Work to complete
Replace "bush near house" with "shrub beside the house" in the data, starting with the line that contains "of the bush" and going on through the line that contains "point(344, 324)". Return only those lines, with everything else left unchanged.

Raw data
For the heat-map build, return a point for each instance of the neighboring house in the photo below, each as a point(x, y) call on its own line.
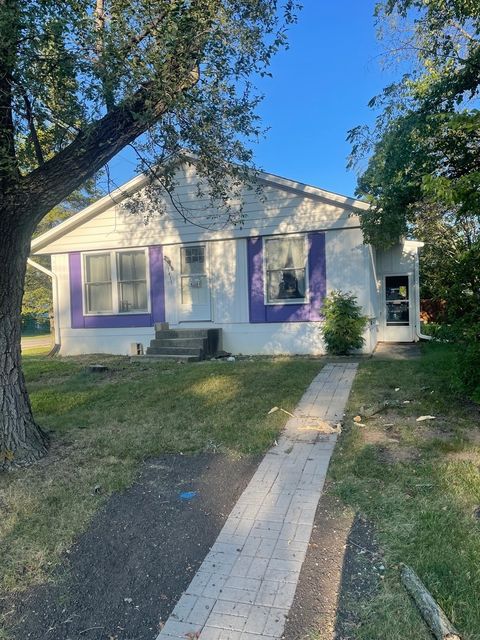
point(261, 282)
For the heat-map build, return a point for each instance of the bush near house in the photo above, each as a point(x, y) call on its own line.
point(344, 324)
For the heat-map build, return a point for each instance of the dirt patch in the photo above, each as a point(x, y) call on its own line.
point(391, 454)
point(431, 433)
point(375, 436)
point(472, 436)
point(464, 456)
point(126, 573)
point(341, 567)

==

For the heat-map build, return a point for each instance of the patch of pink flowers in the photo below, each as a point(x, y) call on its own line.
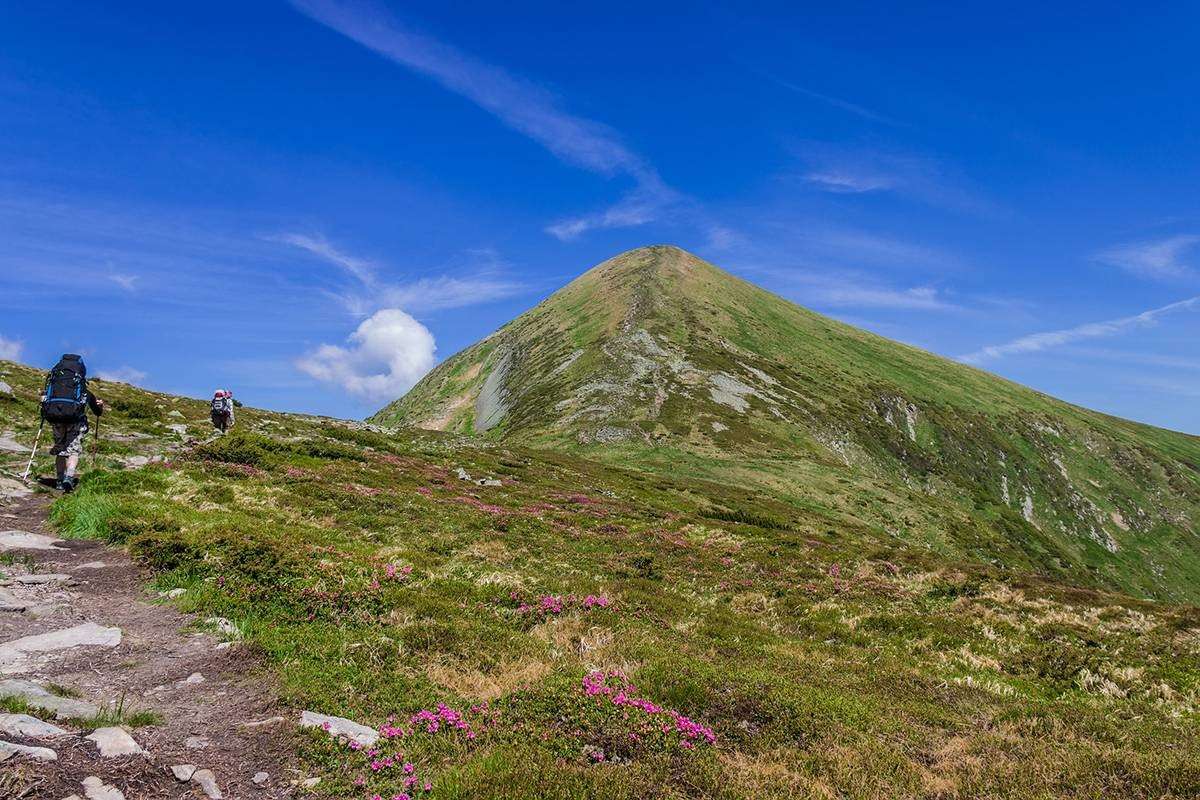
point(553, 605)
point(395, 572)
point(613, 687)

Problem solution
For the heat-map build, return a point for each instance of the shrub beside the house in the photo above, each as a point(x, y) call on its own line.
point(344, 324)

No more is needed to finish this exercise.